======== Excerpted text ========

Communists are the chief fighters against the two major threats of violence in modern society—imperialist international war and fascist civil war—both of which emanate from the capitalists. The Communist Party's democratic aims are in line with the writings of Marx, Engels, Lenin, and Stalin, with the course of the everyday struggles of the workers and their allies, and with their world experience in establishing socialism. The danger of violence in the daily class struggle and in the inevitable and indispensable advance of the workers and the nation to socialism could come only from the capitalist class, which, seeing its profits threatened and itself being deposed from its rich dictatorship, then uses every means possible to thwart the democratic socialist will of the people. For as the great Marx has truly said, there is no case in history where a ruling class has yielded up its domination without making a desperate struggle.

Marxist theoreticians, while warning the workers against capitalist violence, have always pointed out possibilities for the peaceful establishment of socialism in countries where the democratic elements are strong. Thus, Karl Marx, three generations ago, before the advent of imperialism, with its highly centralized, heavily armed, and bureaucratic state, said that "If, for example, the working class in England and the United States should win a majority in Parliament, in Congress, it could legally abolish those laws and institutions which obstruct its development." 11 Lenin also, in mid-1917, outlined a peaceful perspective for the Russian Revolution. And Stalin, writing in 1928, while pointing out the danger of capitalist violence at that time, also said that with the strong growth of world socialism, "a peaceful path of development is quite possible for certain capitalist countries."12 The C.P.U.S.A. proceeds upon the basis that such a possibility exists in the United States.

========

» **Required tasks**:
(A) Do the following statements agree with the text on communism and the peaceful path to socialism? (i) The text holds that the danger of violence in the advance to socialism could come only from the capitalist class. (ii) Lenin outlined a peaceful perspective for the Russian Revolution in 1928. (iii) The Marx quotation names England and the United States as its examples. Answer yes or no for each and quote the deciding words of the text.
(B) Resume the text on communism and the peaceful path to socialism, writing on from its final sentence.

======== Material ========

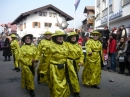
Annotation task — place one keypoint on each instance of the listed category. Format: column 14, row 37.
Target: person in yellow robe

========

» **Answers given**:
(A)
(i) Yes: "could come only from the capitalist class"
(ii) No: "Lenin also, in mid-1917, outlined a peaceful perspective for the Russian Revolution"
(iii) Yes: "If, for example, the working class in England and the United States should win a majority in Parliament, in Congress"

(B)
The Communist Party's orientation for a possible peaceful transition to socialism in the United States is based upon four elementary considerations: first, the fight of the working class for its immediate demands is the very substance of democracy, it strengthens basically the democratic forces in our country, and by the eventual establishment o[ socialism it raises democracy qualitatively to a new high level; second, the working class, led by the Communist Party, harmonizes its methods with its ends by fighting for both its immediate and ultimate objectives with the most peaceful and democratic means possible; third, the workers and their allies, constituting the vast majority of the people and possessing immense organizations, now have the potential power to curb, restrain, and make ineffective whatever violence the capitalists may undertake in their attempt to balk the will of the people and to prevent the establishment of socialism; and fourth, in recent years, on the international scale, there has been an enormous growth of power in the camp of democracy and socialism.

The fundamental difference between the Communist Party and right-wing Social Democracy (and its Browderite variant) is not that the Social-Democrats want to establish socialism by peaceful means and the Communists want to achieve it by violence. Instead, the difference is that the Social-Democrats everywhere have abandoned socialism altogether and are committed to an indefinite perpetuation of the capitalist system; whereas, the Communists have shown conclusively that, in line with the democratic will and interests of the workers, they are the ones that are resolutely leading the peoples of the world to socialism.

The Communist Party, although it does not advocate violence in the workers' struggles, cannot, however, declare that there will be no violence in the establishment of socialism in this country. This is because of the certainty of reactionary attacks from the capitalists. The latter might even be able, in case of inadequate resistance by the masses, to destroy democracy outright and to establish an American type of fascist-like regime. In such event there would result an entirely new political situation, where the masses would be faced with the need of militant struggle for the most elementary economic needs and democratic rights-In the United States there is a grave danger of such fascism.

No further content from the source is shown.